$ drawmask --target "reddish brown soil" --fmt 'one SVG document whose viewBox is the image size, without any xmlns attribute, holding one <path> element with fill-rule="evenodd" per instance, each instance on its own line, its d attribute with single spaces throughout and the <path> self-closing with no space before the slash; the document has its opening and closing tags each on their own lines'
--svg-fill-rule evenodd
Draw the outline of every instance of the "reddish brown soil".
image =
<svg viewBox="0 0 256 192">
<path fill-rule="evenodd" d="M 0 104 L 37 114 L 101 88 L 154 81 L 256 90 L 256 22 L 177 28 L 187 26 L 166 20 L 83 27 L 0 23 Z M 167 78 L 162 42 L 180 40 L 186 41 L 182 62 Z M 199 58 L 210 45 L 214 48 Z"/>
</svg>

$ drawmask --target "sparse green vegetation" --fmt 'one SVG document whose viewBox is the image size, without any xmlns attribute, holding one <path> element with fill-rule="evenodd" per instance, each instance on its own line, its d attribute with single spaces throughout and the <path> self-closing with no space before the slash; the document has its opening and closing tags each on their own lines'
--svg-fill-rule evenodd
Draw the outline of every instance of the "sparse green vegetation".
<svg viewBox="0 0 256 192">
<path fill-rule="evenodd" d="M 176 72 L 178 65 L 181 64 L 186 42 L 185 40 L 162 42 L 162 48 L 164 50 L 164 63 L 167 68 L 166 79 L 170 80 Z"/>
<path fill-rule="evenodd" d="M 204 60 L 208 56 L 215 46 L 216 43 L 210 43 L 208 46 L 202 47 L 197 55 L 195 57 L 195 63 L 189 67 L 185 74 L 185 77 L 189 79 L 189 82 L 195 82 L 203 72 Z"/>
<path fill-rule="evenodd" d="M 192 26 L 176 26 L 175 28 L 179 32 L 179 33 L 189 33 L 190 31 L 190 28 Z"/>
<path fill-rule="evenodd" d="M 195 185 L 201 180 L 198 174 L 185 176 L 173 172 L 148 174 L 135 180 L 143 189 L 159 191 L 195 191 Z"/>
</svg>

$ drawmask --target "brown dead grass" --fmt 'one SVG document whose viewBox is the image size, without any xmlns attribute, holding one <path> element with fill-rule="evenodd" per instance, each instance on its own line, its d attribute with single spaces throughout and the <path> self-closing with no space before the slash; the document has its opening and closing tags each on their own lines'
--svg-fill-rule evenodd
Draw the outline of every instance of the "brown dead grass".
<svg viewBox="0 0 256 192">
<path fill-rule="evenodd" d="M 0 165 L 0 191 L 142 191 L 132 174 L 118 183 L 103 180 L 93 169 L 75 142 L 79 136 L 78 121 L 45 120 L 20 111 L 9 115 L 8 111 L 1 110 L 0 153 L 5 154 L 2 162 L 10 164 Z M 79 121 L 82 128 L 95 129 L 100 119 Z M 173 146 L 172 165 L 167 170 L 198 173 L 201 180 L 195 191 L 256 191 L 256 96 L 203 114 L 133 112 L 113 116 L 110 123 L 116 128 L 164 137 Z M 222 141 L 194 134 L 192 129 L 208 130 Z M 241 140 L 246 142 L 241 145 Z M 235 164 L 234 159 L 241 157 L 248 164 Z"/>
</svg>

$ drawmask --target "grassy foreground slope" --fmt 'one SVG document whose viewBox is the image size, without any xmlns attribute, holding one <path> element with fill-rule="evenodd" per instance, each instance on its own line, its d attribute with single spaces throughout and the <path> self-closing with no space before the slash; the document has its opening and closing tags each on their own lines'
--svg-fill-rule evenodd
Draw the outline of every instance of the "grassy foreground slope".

··········

WHAT IS ASKED: Go through the listing and print each line exactly as it appears.

SOLUTION FOR THIS TASK:
$ drawmask --target "reddish brown soil" --fmt 'one SVG document whose viewBox is the image size, without any xmlns attribute, holding one <path> element with fill-rule="evenodd" per instance, each instance on its own line, its d attribute with single spaces throughout and the <path> self-closing with no space before the slash; the document has its opening and closing tags each on their own lines'
--svg-fill-rule evenodd
Draw the outline of every instance of the "reddish brown soil".
image =
<svg viewBox="0 0 256 192">
<path fill-rule="evenodd" d="M 0 104 L 37 114 L 101 88 L 154 81 L 256 90 L 256 22 L 177 28 L 187 26 L 166 20 L 83 27 L 0 23 Z M 167 78 L 162 42 L 180 40 L 186 41 L 182 62 Z M 199 58 L 210 45 L 214 48 Z"/>
</svg>

$ drawmask --target "sparse green vegetation" --fmt 'one SVG document whose viewBox is the image size, without any xmlns attribute, holding one <path> element with fill-rule="evenodd" per instance, each instance on its own line, its d attribute with single spaces throughout and the <path> self-closing with no space before the slash; the document has its opening and closing tags each on their own lines'
--svg-fill-rule evenodd
Draw the outline of every instance of the "sparse green vegetation".
<svg viewBox="0 0 256 192">
<path fill-rule="evenodd" d="M 176 72 L 178 65 L 181 64 L 186 42 L 185 40 L 162 42 L 162 48 L 164 50 L 164 63 L 167 68 L 166 79 L 170 80 Z"/>
<path fill-rule="evenodd" d="M 204 60 L 208 56 L 215 46 L 216 43 L 210 43 L 208 46 L 202 47 L 197 55 L 195 57 L 195 63 L 189 67 L 185 74 L 185 77 L 189 79 L 189 82 L 195 82 L 203 72 Z"/>
<path fill-rule="evenodd" d="M 192 26 L 176 26 L 175 28 L 179 32 L 179 33 L 189 33 L 190 31 L 190 28 Z"/>
<path fill-rule="evenodd" d="M 195 185 L 201 180 L 198 174 L 185 176 L 173 172 L 148 174 L 135 180 L 143 189 L 159 191 L 195 191 Z"/>
</svg>

$ drawmask --target "brown dead grass" --fmt 'one SVG document whose viewBox is the image size, without any xmlns attribute, holding one <path> element with fill-rule="evenodd" per instance, each instance on its own line, its d attribute with single spaces throughout and the <path> self-closing with no space before the slash; the document has its opening and closing tags each on their own lines'
--svg-fill-rule evenodd
Draw the outline of every instance of the "brown dead grass".
<svg viewBox="0 0 256 192">
<path fill-rule="evenodd" d="M 0 165 L 0 191 L 142 191 L 132 174 L 118 183 L 103 180 L 93 169 L 75 142 L 79 136 L 78 121 L 45 120 L 20 111 L 9 115 L 8 111 L 1 110 L 0 153 L 5 154 L 2 162 L 10 164 Z M 79 121 L 82 128 L 95 129 L 100 119 Z M 173 146 L 172 165 L 167 170 L 198 173 L 201 180 L 195 191 L 256 191 L 256 96 L 203 114 L 133 112 L 113 116 L 110 123 L 116 128 L 164 137 Z M 222 141 L 194 134 L 192 129 L 208 130 Z M 241 140 L 246 142 L 241 145 Z M 235 164 L 234 159 L 241 157 L 248 164 Z"/>
</svg>

$ drawmask --target "grassy foreground slope" --fmt 'one SVG document whose viewBox is the image size, without any xmlns attribute, holding one <path> element with fill-rule="evenodd" per instance, each instance on its own line, its d attribute with single spaces throughout and the <path> self-closing with no space before the slash; the document has its opening and closing tags each on their own lines'
--svg-fill-rule evenodd
Draw the outline of every instance of the "grassy foreground slope".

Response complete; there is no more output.